▶ **The problem**
Copy every row below word for word, leaving out the pictures.

Coordinate annotation entries

☆ ☆ ☆ ☆ ☆

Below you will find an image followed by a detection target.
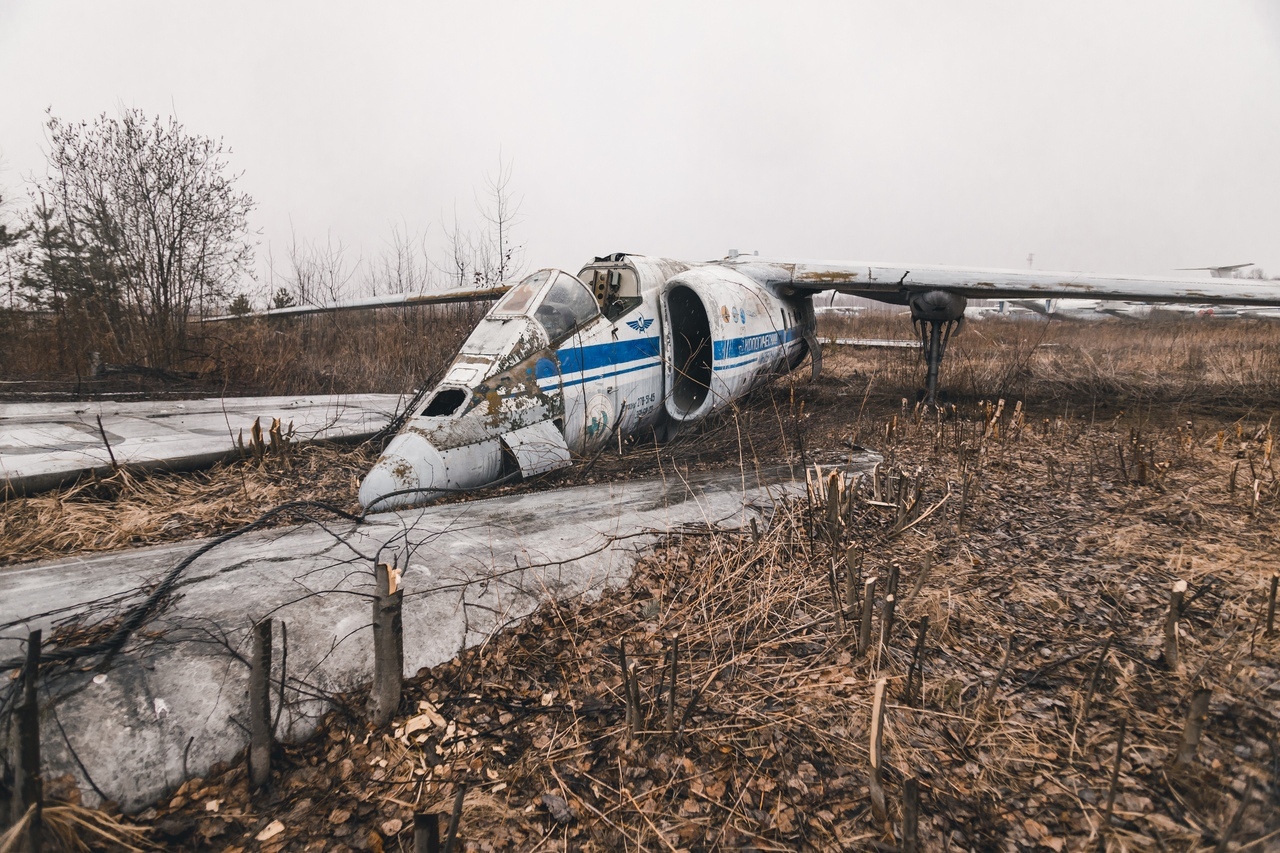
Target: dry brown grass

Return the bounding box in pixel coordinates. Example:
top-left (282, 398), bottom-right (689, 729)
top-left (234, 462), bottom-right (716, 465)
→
top-left (127, 387), bottom-right (1280, 850)
top-left (0, 443), bottom-right (378, 565)
top-left (820, 314), bottom-right (1280, 407)
top-left (0, 304), bottom-right (488, 396)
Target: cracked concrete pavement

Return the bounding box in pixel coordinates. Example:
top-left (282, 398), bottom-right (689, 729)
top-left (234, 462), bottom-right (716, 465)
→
top-left (0, 456), bottom-right (877, 809)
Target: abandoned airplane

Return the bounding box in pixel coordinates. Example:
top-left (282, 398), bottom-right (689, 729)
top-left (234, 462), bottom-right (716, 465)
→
top-left (360, 254), bottom-right (1280, 511)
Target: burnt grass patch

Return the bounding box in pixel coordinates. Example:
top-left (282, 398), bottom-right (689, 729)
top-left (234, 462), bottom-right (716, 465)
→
top-left (10, 315), bottom-right (1280, 850)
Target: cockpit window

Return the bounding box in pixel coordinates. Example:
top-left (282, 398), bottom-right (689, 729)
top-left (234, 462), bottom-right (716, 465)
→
top-left (537, 273), bottom-right (600, 341)
top-left (493, 269), bottom-right (553, 314)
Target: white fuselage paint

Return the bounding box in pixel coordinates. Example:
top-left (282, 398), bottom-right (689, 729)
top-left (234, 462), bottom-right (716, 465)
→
top-left (360, 256), bottom-right (814, 510)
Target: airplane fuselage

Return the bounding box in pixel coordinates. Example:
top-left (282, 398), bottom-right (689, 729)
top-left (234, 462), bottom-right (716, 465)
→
top-left (360, 255), bottom-right (814, 510)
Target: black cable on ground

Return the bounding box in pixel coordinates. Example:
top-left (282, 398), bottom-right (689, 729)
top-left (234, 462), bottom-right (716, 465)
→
top-left (0, 501), bottom-right (365, 670)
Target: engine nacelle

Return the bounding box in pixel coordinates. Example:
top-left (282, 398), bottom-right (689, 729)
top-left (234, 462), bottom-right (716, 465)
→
top-left (662, 268), bottom-right (813, 421)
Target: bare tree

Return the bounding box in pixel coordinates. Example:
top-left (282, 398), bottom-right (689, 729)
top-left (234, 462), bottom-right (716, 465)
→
top-left (439, 156), bottom-right (525, 287)
top-left (37, 110), bottom-right (253, 368)
top-left (477, 155), bottom-right (525, 287)
top-left (369, 225), bottom-right (435, 296)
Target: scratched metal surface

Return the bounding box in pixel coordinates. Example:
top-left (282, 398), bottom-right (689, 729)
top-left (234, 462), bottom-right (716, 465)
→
top-left (0, 394), bottom-right (402, 494)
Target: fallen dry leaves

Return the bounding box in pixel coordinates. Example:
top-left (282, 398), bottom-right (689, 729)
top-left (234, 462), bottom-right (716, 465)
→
top-left (104, 389), bottom-right (1280, 850)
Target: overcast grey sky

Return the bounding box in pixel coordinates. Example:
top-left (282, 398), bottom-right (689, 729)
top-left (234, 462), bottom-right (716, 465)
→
top-left (0, 0), bottom-right (1280, 294)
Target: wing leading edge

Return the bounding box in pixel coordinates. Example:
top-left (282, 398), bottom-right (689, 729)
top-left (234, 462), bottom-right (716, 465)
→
top-left (726, 257), bottom-right (1280, 306)
top-left (205, 284), bottom-right (511, 323)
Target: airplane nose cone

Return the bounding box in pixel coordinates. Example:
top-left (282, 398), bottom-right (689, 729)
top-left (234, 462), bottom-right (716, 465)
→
top-left (360, 456), bottom-right (420, 511)
top-left (360, 433), bottom-right (444, 511)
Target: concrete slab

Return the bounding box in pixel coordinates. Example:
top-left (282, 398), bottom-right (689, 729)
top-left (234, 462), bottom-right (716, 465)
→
top-left (0, 455), bottom-right (878, 809)
top-left (0, 394), bottom-right (403, 494)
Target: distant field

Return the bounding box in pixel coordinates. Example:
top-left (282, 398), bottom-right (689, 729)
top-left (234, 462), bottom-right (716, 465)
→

☆ ☆ ☆ ☆ ☆

▶ **Response to the exercise**
Below you will find an image followed by a detection target.
Target: dry brown grass

Return the bounding box in pixel coordinates. Example:
top-left (282, 398), bottom-right (689, 729)
top-left (234, 462), bottom-right (716, 465)
→
top-left (127, 387), bottom-right (1280, 850)
top-left (0, 443), bottom-right (378, 565)
top-left (820, 314), bottom-right (1280, 407)
top-left (0, 304), bottom-right (488, 396)
Target: cracked concrete pavement

Return the bounding box in pixel coordinates. Example:
top-left (282, 398), bottom-right (689, 729)
top-left (234, 462), bottom-right (716, 465)
→
top-left (0, 456), bottom-right (877, 809)
Target: abandoned airplane

Return the bounding box in pixel coordinates. Example:
top-left (282, 398), bottom-right (689, 729)
top-left (234, 462), bottom-right (716, 465)
→
top-left (360, 254), bottom-right (1280, 511)
Target: burnt grass patch

Return the bounding box in pixel coordinates. Example:
top-left (282, 398), bottom-right (689, 729)
top-left (234, 462), bottom-right (716, 465)
→
top-left (10, 315), bottom-right (1280, 850)
Target: cockpit window

Return the bounding box in pixel coordinates. Example:
top-left (282, 398), bottom-right (689, 729)
top-left (234, 462), bottom-right (716, 465)
→
top-left (537, 273), bottom-right (600, 341)
top-left (493, 269), bottom-right (553, 314)
Target: white fuselage paint

Return the bounding box in pixel coordinates. Example:
top-left (282, 398), bottom-right (689, 729)
top-left (234, 462), bottom-right (716, 465)
→
top-left (360, 256), bottom-right (814, 510)
Target: airplane fuselage

Return the bounding box in pixel coordinates. Example:
top-left (282, 398), bottom-right (689, 729)
top-left (234, 462), bottom-right (716, 465)
→
top-left (360, 255), bottom-right (814, 510)
Target: black cable on ground

Return the bounding box in pixel coordinates. Example:
top-left (282, 398), bottom-right (689, 729)
top-left (234, 462), bottom-right (716, 465)
→
top-left (0, 501), bottom-right (365, 670)
Target: engine nacelle

Return the bounding box in pixel coordinates. Example:
top-left (282, 398), bottom-right (689, 729)
top-left (234, 462), bottom-right (716, 465)
→
top-left (662, 268), bottom-right (813, 421)
Target: bare tree

Return the bounding box in pixel coordinates. Example:
top-left (282, 398), bottom-right (689, 729)
top-left (234, 462), bottom-right (716, 465)
→
top-left (439, 156), bottom-right (525, 287)
top-left (37, 110), bottom-right (253, 368)
top-left (477, 155), bottom-right (525, 287)
top-left (369, 225), bottom-right (435, 296)
Target: scratched metal surface

Return the bounding box in pixel coordinates. Example:
top-left (282, 398), bottom-right (689, 729)
top-left (234, 462), bottom-right (716, 465)
→
top-left (0, 394), bottom-right (402, 494)
Target: fallen dry leaves

Return the bounding box in pixel coordinates. Example:
top-left (282, 398), bottom-right (689, 729)
top-left (234, 462), bottom-right (716, 465)
→
top-left (104, 389), bottom-right (1280, 850)
Target: overcast grey sky

Return the bounding box in pixel coordinates. Example:
top-left (282, 398), bottom-right (689, 729)
top-left (234, 462), bottom-right (716, 465)
→
top-left (0, 0), bottom-right (1280, 294)
Target: wing leading edge

Return the bounding box in pixel coordinates. Example:
top-left (282, 398), bottom-right (689, 729)
top-left (234, 462), bottom-right (716, 465)
→
top-left (726, 257), bottom-right (1280, 306)
top-left (205, 284), bottom-right (511, 323)
Target: airplane nose cone

Return the bounding box in pixel coordinates. Example:
top-left (282, 398), bottom-right (689, 729)
top-left (234, 462), bottom-right (716, 465)
→
top-left (360, 456), bottom-right (420, 511)
top-left (360, 433), bottom-right (444, 511)
Target: concrete slab

Return the bounding box in pixel coordinates. Example:
top-left (282, 398), bottom-right (689, 729)
top-left (234, 462), bottom-right (716, 465)
→
top-left (0, 455), bottom-right (878, 809)
top-left (0, 394), bottom-right (403, 494)
Target: distant field

Return the bounding box in pixel coordinates. Example:
top-left (282, 398), bottom-right (689, 729)
top-left (234, 462), bottom-right (716, 465)
→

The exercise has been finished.